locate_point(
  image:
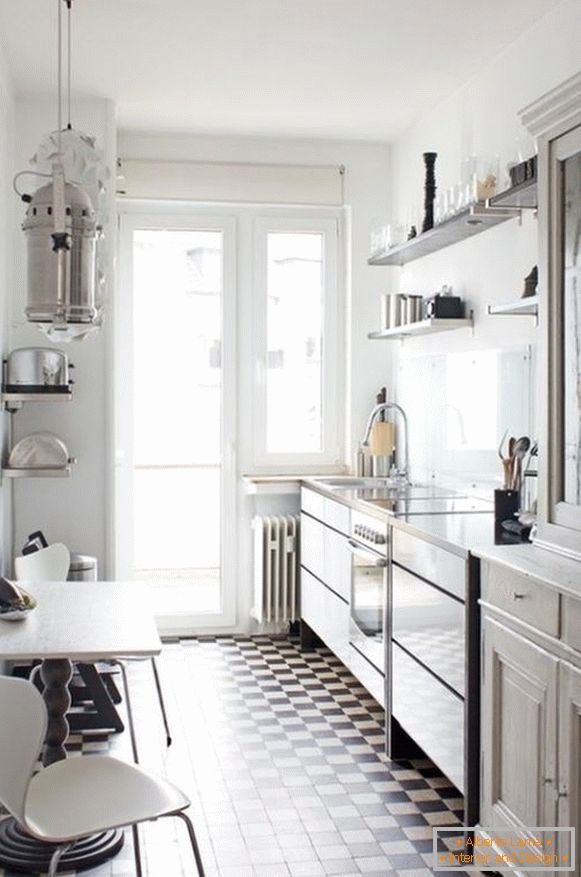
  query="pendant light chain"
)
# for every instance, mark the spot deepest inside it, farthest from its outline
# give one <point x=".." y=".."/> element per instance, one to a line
<point x="69" y="54"/>
<point x="60" y="77"/>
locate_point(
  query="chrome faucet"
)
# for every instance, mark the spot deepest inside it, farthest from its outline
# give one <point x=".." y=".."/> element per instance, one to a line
<point x="388" y="406"/>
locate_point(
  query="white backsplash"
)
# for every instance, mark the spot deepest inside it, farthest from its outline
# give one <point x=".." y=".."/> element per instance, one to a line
<point x="459" y="405"/>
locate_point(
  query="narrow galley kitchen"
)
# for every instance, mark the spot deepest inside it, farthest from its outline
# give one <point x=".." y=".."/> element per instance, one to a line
<point x="290" y="505"/>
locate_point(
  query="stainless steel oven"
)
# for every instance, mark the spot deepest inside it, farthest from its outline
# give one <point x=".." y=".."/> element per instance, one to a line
<point x="368" y="547"/>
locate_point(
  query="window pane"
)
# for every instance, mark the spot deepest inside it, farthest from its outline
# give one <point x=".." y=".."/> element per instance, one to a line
<point x="177" y="335"/>
<point x="177" y="299"/>
<point x="295" y="310"/>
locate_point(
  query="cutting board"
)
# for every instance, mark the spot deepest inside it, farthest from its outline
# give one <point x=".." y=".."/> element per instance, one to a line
<point x="382" y="440"/>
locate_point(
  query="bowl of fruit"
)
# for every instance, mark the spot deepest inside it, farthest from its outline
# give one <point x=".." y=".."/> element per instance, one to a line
<point x="15" y="602"/>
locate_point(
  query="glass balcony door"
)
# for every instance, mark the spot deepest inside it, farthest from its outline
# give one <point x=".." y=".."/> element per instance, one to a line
<point x="175" y="471"/>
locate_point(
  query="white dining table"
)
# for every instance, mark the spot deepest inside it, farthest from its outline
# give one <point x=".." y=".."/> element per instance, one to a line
<point x="73" y="622"/>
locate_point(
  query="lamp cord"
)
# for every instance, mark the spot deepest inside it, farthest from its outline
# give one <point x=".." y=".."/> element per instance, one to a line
<point x="69" y="54"/>
<point x="60" y="78"/>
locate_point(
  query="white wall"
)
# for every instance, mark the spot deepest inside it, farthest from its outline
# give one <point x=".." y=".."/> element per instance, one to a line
<point x="6" y="275"/>
<point x="70" y="510"/>
<point x="481" y="118"/>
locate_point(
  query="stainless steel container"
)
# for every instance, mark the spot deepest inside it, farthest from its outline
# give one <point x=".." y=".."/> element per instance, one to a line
<point x="413" y="308"/>
<point x="392" y="310"/>
<point x="37" y="370"/>
<point x="67" y="295"/>
<point x="83" y="568"/>
<point x="40" y="450"/>
<point x="380" y="465"/>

Exercise requirements: What is needed is an exact reproduction of the data, pictures excluded.

Task solution:
locate_point(
  image:
  query="pendant light chain"
)
# for every instance, mark the spot deepest inside it, farthest from its outline
# give one <point x=".." y=".."/> element per instance, one to a line
<point x="69" y="54"/>
<point x="60" y="77"/>
locate_point(
  query="chrome faucet"
)
# for every instance, mark the spot deepest inside it, farthest from its outline
# give one <point x=".." y=".."/> element per instance, one to a line
<point x="388" y="406"/>
locate_point(
  query="white backsplash"
)
# for every instance, mark the spot deepest inside it, farthest from its outline
# give one <point x=".." y=".."/> element per instance, one to a line
<point x="459" y="405"/>
locate_point(
  query="narrow galley kitchen"
)
# for every instance, mark the spot deepest inside it, farthest from its outline
# give one <point x=".." y=".."/> element per instance, one to a line
<point x="290" y="505"/>
locate_point(
  query="stainless steel oven"
)
# for every instance, mark the spot deepest inside it, farthest from its outline
# give one <point x=".." y=".."/> element per instance, one to a line
<point x="368" y="547"/>
locate_point(
  query="window pane"
)
# for every instance, mark the spot deepest inside it, farthest from its outline
# give one <point x=".." y=".."/> element per instance, one to a line
<point x="177" y="335"/>
<point x="177" y="299"/>
<point x="295" y="310"/>
locate_point(
  query="cutting board"
)
# for every instance, mark the spot deepest inside it, farthest from its outline
# give one <point x=".." y=".."/> element per instance, one to a line
<point x="382" y="440"/>
locate_point(
  query="bowl of fruit"
)
# for every instance, mark the spot deepest inside it, farthest from its outline
# give one <point x=".." y=".."/> element per instance, one to a line
<point x="15" y="602"/>
locate_point(
  query="glass balcony door"
)
# for every instance, mark the spot deepest inside it, farthest from its outline
# give one <point x=".." y=".."/> element per instance, one to a line
<point x="175" y="471"/>
locate_point(
  query="white dining table"
)
# for every instance, mark the spot deepest inside it, farthest from its outline
# give one <point x=".." y=".."/> element per instance, one to a line
<point x="73" y="622"/>
locate_point(
  query="lamp cord"
)
# for every instance, mark the spot deepest inside it, farthest from its outline
# give one <point x=".." y=".."/> element per instance, one to a line
<point x="69" y="54"/>
<point x="60" y="78"/>
locate_point(
  query="white wall"
)
# for every instance, mark the spot deepest inside it, farthest from its outline
# give one <point x=".." y=".."/> element per instance, one to a line
<point x="6" y="275"/>
<point x="70" y="510"/>
<point x="481" y="118"/>
locate_point(
  query="stainless steel container"
)
# for every instance, mark the spot deepest inside it, farthest from its outline
# give one <point x=".." y=".."/> element per instance, one to a line
<point x="413" y="308"/>
<point x="392" y="310"/>
<point x="37" y="370"/>
<point x="67" y="295"/>
<point x="83" y="568"/>
<point x="40" y="450"/>
<point x="380" y="465"/>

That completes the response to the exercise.